Waist circumference: Women with a waist larger than 35 inches face higher risk for heart disease and type 2 diabetes, according to the National Heart, Lung, and Blood Institute. The American Heart Association has found that waist size actually predicts heart attacks better than BMI, especially in women. You measure at the top of your hip bones, roughly at the level of your belly button.

Waist-to-height ratio: A simple rule of thumb is to keep your waist circumference below half your height. At 5’4″ (64 inches), that means a waist under 32 inches. A ratio of 0.5 or below is considered healthy across different sex and ethnic groups, making it one of the more universally reliable screening tools for central obesity.

Body Fat Percentage as a Guide

If you want a more precise picture of your body composition, body fat percentage separates fat tissue from lean mass (muscle, bone, organs, water). There is no single agreed-upon “normal” range, but research has defined overweight for women as body fat of 36% or higher, and obesity as 42% or higher. Most fitness and health references place a generally healthy range for women somewhere between 21% and 35%, depending on age and activity level.

PROBLEM TO WORK ON — From the passage on waist size and body fat, pull out the stretch that begins with the words "If you want" and ends after "and activity level.", copying it word for word.

DATASET CONTENT —
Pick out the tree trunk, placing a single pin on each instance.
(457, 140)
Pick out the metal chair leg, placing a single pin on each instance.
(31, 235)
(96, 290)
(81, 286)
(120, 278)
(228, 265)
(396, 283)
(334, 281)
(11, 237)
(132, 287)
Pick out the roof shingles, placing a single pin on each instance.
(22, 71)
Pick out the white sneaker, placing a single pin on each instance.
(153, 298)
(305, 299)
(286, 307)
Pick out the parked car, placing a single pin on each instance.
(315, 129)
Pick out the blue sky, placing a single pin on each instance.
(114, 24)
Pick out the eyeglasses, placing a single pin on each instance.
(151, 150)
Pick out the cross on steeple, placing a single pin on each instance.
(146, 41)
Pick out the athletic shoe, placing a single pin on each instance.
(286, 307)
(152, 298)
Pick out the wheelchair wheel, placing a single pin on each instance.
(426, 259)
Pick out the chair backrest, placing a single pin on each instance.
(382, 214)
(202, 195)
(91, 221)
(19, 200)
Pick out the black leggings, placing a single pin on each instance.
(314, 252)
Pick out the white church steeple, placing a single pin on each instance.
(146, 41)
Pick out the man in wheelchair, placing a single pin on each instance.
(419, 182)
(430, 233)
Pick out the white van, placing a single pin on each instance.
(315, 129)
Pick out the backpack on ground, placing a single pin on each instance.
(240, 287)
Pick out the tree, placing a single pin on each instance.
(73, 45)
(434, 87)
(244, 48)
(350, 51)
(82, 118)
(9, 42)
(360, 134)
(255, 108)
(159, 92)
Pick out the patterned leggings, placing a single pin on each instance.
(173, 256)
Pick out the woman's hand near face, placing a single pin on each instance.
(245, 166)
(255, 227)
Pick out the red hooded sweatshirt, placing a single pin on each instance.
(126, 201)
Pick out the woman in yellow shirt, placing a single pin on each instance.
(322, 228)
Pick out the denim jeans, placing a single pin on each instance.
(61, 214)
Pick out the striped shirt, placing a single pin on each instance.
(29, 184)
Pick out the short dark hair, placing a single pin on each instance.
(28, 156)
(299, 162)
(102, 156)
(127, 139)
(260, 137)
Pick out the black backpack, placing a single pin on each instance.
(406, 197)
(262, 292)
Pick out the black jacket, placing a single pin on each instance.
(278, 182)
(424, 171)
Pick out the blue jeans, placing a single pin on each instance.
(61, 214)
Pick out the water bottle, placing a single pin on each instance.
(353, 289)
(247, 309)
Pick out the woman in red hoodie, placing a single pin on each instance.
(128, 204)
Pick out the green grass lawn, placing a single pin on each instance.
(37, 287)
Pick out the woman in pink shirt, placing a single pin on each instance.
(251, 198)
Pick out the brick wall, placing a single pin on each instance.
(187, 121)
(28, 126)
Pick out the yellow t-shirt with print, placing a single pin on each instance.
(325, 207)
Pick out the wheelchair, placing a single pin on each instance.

TASK RESULT —
If you want a more precise picture of your body composition, body fat percentage separates fat tissue from lean mass (muscle, bone, organs, water). There is no single agreed-upon “normal” range, but research has defined overweight for women as body fat of 36% or higher, and obesity as 42% or higher. Most fitness and health references place a generally healthy range for women somewhere between 21% and 35%, depending on age and activity level.